• [Die Aufgaben]:
a) Geben Sie den Absatz im Artikel über Irina Scherbakowa, der mit „Putin muss an die Wand gedrückt werden“ beginnt, als kurze Stichpunktliste wieder. Die wesentlichen Fakten sollen erhalten bleiben.
b) Nennen Sie alle Jahreszahlen, die im Artikel über Irina Scherbakowa vorkommen.
c) Setzen Sie bitte den Artikel über Irina Scherbakowa im Anschluss an seinen letzten Satz fort.

• [Ausgewählter Textabschnitt]:
------------------------------------------------------------------------

Scherbakowa: "Putin an die Wand drücken"

Dr. Irina Scherbakowa
© epd-bild/Jens Schlueter/Jens Schlueter
Die russische Friedensnobelpreisträgerin und Mitgründerin der Menschenrechtsorganisation "Memorial" Irina Scherbakowa spricht am 30. Juni 2023 um 19 Uhr in der Marktkirche Hannover zum Thema "30 Jahre Memorial - Kampf um die Erinnerung als Friedensarbeit".
Friedensnobelpreisträgerin
Scherbakowa: "Putin an die Wand drücken"
Die aus Russland stammende Friedensnobelpreisträgerin Irina Scherbakowa hat an den Westen appelliert, weiterhin die Ukraine mit allen Kräften zu unterstützen. Dies sei die einzige Perspektive, um einen Frieden im russischen Krieg gegen das osteuropäische Land zu erreichen, sagte sie am Freitag, 30. Juni, in Hannover

 "Putin muss an die Wand gedrückt werden, dann gibt es eine Chance für das andere Russland", betonte die 74-jährige Historikerin und Germanistin  Irina Scherbakowa . "Sonst hat Russland keine Chance, dass sich irgendetwas verändert." Scherbakowa ist Gründungsmitglied der Menschenrechtsorganisation "Memorial", die 2022 mit dem Friedensnobelpreis ausgezeichnet wurde. "Memorial" setzte sich seit 1989 für die Aufarbeitung der stalinistischen Gewaltherrschaft in der früheren Sowjetunion ein. Die Organisation wurde Ende 2021 von den russischen Behörden aufgelöst.

------------------------------------------------------------------------

• [Datenauszüge]:

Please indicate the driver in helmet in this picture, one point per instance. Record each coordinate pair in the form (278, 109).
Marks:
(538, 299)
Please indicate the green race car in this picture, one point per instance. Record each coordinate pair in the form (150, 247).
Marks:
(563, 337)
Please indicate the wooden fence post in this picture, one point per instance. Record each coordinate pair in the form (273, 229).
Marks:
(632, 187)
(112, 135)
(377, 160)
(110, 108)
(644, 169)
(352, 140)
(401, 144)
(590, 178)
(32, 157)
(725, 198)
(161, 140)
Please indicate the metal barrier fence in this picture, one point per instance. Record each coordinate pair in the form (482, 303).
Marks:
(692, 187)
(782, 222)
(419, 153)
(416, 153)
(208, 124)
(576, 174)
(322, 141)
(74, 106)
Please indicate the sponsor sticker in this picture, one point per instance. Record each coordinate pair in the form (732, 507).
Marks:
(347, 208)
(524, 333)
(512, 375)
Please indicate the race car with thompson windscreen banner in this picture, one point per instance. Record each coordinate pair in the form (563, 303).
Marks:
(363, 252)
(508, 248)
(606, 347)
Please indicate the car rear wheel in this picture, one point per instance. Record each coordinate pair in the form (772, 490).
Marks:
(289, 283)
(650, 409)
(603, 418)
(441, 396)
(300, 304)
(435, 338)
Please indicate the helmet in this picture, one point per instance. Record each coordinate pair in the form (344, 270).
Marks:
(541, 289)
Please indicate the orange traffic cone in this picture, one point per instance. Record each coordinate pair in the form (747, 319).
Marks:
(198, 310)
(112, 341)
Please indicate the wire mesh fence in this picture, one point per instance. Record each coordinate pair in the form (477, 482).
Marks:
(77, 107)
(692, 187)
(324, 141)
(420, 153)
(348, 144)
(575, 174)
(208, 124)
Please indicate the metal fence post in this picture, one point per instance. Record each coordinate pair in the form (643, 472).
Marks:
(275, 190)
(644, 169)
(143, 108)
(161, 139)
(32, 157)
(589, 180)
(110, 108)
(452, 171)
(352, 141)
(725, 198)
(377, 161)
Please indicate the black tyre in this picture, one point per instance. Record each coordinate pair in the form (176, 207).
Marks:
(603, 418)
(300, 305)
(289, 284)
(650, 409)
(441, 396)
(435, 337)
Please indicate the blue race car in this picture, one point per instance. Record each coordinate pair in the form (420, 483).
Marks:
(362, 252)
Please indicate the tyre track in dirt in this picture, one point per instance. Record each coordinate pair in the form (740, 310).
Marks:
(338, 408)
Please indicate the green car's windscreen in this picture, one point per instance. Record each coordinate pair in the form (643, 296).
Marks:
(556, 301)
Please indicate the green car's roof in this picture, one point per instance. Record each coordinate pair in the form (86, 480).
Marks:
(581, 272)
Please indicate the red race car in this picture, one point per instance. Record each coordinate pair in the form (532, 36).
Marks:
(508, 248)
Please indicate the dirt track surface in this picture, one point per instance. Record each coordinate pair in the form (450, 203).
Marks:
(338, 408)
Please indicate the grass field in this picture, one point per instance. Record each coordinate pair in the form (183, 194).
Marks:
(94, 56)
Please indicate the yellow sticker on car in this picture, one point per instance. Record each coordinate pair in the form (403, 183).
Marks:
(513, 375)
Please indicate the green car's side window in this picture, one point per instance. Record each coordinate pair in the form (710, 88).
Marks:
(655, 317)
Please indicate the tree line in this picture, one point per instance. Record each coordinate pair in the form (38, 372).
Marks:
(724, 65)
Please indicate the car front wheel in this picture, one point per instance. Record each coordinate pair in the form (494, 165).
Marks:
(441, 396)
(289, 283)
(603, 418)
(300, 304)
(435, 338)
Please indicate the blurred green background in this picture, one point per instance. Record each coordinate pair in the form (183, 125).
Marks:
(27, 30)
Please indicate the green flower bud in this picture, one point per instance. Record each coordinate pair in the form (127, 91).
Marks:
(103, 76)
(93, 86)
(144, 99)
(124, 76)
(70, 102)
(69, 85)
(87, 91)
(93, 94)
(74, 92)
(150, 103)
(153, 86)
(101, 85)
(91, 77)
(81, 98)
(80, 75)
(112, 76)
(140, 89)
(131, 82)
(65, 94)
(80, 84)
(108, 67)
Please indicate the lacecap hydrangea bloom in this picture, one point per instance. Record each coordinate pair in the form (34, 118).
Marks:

------------------------------------------------------------------------

• [Ihre Antworten]:
a)
- Scherbakowa: Wird Putin an die Wand gedrückt, hat das andere Russland eine Chance; sonst verändert sich in Russland nichts.
- Scherbakowa ist 74 Jahre alt, Historikerin und Germanistin.
- Sie ist Gründungsmitglied der Menschenrechtsorganisation „Memorial“.
- „Memorial“ erhielt 2022 den Friedensnobelpreis.
- Seit 1989 setzte sich die Organisation für die Aufarbeitung der stalinistischen Gewaltherrschaft in der früheren Sowjetunion ein.
- Ende 2021 wurde sie von den russischen Behörden aufgelöst.

b) 2023, 2022, 1989, 2021

c)
Einige unabhängige Einrichtungen des Netzwerks innerhalb und außerhalb Russlands bestehen jedoch weiter. Nach dem Beginn des Angriffs auf die Ukraine verließ Scherbakowa ihre Heimat. Rund 30 Mitarbeitende des Netzwerks treffen sich zurzeit in der Evangelischen Akademie Loccum bei Hannover zu einer internen Tagung. Einige davon sind auch aus Russland angereist.

Die Historikerin betonte: "Es gibt in der Geschichte Momente, wo man den Frieden nur dann erzwingen kann, wenn man den Feind militärisch stoppt." Deutliche Kritik richtete sie an die Adresse der deutschen Friedensbewegung: "Putin und sein Krieg sind mit Friedensbeschwörungen nicht zu stoppen." Wer so etwas behaupte, wolle sich mit der Wirklichkeit dieses Krieges nicht auseinandersetzen. "Er beharrt auf alten Modellen, die er im Kopf hat, und nimmt hin, dass Europa sich in absoluter Gefahr befindet."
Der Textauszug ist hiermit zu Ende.